SELECTED EXTRACT:
Carolina Gold Rush
- Founded: 2023
- League: Major League Table Tennis (MLTT)
- Conference: Eastern Division
- Location: Charlotte, North Carolina
- Arena: Charlotte Convention Center
- Colors: Gold, Black, White
- Head coach: Shigang "Alex" Yang
- Championships: 1 (2025)
- Website: https://www.mltt.com/mltt-team/carolina-gold-rush

= Carolina Gold Rush (table tennis) =

American table tennis team

Carolina Gold Rush is a professional table tennis team based in Charlotte, North Carolina. Founded in 2023, the team competes in the Eastern Division of Major League Table Tennis (MLTT). They are the 2025 MLTT Cup Champions, having won the league's second-ever championship title.

== History ==
The Carolina Gold Rush was established as one of the eight founding franchises of Major League Table Tennis. In September 2023, Nora and John McSweeney, entrepreneurs and residential real estate investors, expanded their investment holdings to include the Carolina Gold Rush.

STATED PROBLEM A: In the Carolina Gold Rush text, who is the team's head coach?
STATED PROBLEM B: Copy the Carolina Gold Rush text from "Carolina Gold Rush is" down to "second-ever championship title.", swapping "championship title" for "league crown".

RECORDS:
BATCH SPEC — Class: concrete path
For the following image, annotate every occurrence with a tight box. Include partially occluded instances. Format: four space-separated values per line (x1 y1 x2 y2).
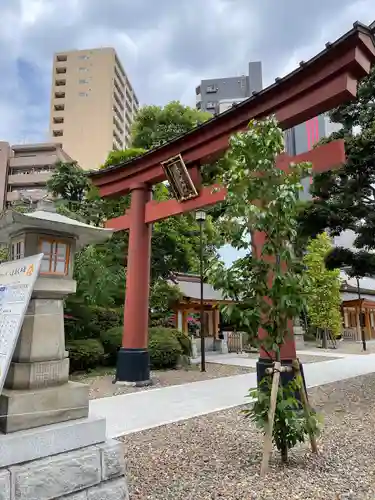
90 354 375 438
297 349 353 358
192 349 352 368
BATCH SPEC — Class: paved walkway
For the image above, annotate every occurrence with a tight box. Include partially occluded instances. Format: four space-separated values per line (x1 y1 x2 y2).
90 354 375 438
192 350 352 368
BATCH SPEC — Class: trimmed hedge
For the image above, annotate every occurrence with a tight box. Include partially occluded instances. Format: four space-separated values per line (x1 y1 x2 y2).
148 329 182 370
66 339 105 372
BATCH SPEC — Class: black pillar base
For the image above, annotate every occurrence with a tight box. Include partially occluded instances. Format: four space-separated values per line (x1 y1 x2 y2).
257 358 307 401
114 347 151 386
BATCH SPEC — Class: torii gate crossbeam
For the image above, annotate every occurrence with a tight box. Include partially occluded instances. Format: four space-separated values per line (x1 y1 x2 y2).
91 23 375 384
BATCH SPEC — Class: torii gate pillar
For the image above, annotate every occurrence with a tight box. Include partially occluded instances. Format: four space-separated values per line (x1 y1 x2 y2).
116 183 151 384
90 23 375 384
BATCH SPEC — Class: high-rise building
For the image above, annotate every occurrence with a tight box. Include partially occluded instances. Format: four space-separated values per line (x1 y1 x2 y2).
195 61 263 114
284 113 341 200
0 142 73 210
50 48 139 170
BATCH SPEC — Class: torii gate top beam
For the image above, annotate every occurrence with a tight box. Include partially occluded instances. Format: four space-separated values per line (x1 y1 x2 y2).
90 22 375 197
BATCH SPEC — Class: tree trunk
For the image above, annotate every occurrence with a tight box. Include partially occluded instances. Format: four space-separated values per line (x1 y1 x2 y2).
322 328 327 349
281 443 288 464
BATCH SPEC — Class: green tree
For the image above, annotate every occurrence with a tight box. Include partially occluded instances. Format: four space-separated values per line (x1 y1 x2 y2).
132 101 212 150
211 118 316 460
304 233 341 339
211 118 308 353
47 162 90 203
299 63 375 276
100 148 146 168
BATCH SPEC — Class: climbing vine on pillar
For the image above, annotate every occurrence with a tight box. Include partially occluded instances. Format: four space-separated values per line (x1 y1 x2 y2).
211 117 318 473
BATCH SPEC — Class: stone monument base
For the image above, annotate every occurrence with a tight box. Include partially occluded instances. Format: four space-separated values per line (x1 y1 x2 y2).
0 418 129 500
0 382 89 434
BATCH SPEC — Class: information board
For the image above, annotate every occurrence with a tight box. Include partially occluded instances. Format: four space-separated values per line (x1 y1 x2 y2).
0 254 43 394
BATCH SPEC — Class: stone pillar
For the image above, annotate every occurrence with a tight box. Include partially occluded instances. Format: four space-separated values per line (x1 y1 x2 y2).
252 231 297 361
293 318 305 349
116 184 151 385
252 231 304 392
0 205 129 500
344 308 349 328
0 292 89 433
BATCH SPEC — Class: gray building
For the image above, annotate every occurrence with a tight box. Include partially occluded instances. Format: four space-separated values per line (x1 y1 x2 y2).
195 61 263 114
285 114 341 200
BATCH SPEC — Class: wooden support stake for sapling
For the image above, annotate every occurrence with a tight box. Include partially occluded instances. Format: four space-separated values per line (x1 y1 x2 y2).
260 361 281 476
292 359 318 453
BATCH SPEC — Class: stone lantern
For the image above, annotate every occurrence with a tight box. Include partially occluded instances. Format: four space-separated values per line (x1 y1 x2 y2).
0 200 131 500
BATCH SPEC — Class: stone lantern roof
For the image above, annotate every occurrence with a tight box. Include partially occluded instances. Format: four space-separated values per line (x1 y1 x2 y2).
0 200 114 250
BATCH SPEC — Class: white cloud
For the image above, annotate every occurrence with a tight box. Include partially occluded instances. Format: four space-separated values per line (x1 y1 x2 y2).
0 0 375 142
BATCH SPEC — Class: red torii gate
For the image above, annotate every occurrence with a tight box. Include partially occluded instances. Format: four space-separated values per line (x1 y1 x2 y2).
90 23 375 384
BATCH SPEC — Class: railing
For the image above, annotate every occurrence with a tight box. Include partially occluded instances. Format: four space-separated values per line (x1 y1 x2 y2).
228 332 243 354
342 328 361 341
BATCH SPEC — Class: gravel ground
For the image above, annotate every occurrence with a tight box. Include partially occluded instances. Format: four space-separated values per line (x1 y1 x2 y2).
71 363 255 399
121 374 375 500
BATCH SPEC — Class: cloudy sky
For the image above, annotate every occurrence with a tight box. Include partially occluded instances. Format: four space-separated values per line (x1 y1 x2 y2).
0 0 375 143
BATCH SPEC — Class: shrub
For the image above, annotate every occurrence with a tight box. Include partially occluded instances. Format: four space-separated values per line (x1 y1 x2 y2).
89 306 123 336
148 328 183 370
149 327 191 356
100 326 123 365
66 339 105 372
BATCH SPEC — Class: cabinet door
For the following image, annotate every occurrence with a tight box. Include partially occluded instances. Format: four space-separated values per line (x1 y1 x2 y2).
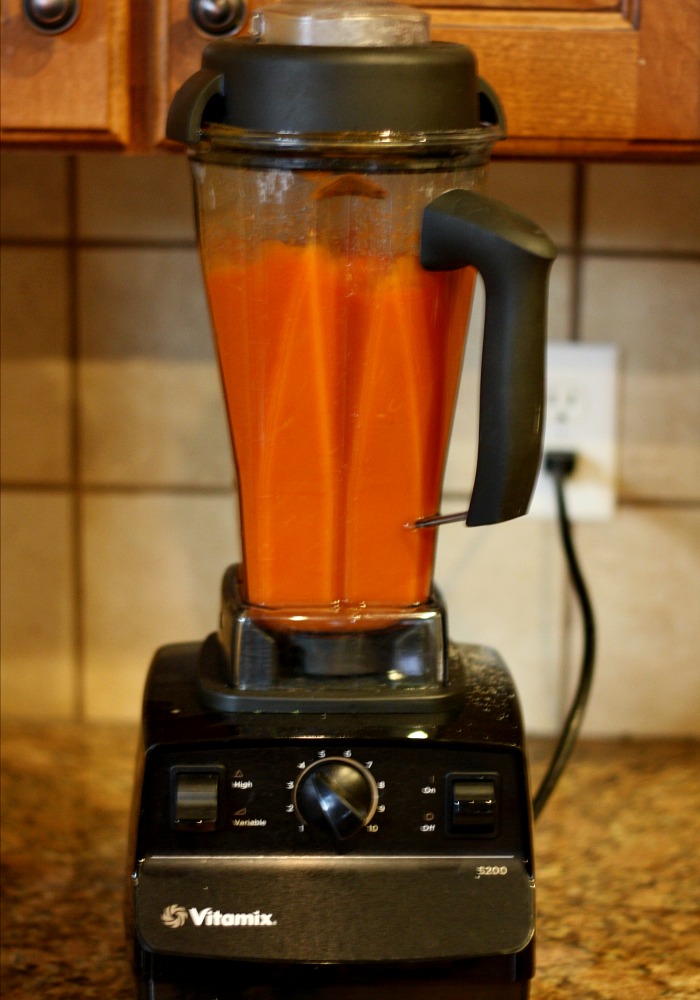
426 0 700 155
0 0 129 147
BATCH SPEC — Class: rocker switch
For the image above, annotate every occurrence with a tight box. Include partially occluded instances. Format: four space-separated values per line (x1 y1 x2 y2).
447 775 498 837
173 771 219 830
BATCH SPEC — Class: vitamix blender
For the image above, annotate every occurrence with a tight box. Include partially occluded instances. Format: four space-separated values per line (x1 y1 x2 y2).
124 0 554 1000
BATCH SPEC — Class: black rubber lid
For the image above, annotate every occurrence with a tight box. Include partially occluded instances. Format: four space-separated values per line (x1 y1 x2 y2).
167 39 498 144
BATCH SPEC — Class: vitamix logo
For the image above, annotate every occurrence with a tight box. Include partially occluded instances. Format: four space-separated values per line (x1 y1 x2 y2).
160 903 277 929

FULL RESPONSE A: Shigang "Alex" Yang

FULL RESPONSE B:
Carolina Gold Rush is a professional table tennis team based in Charlotte, North Carolina. Founded in 2023, the team competes in the Eastern Division of Major League Table Tennis (MLTT). They are the 2025 MLTT Cup Champions, having won the league's second-ever league crown.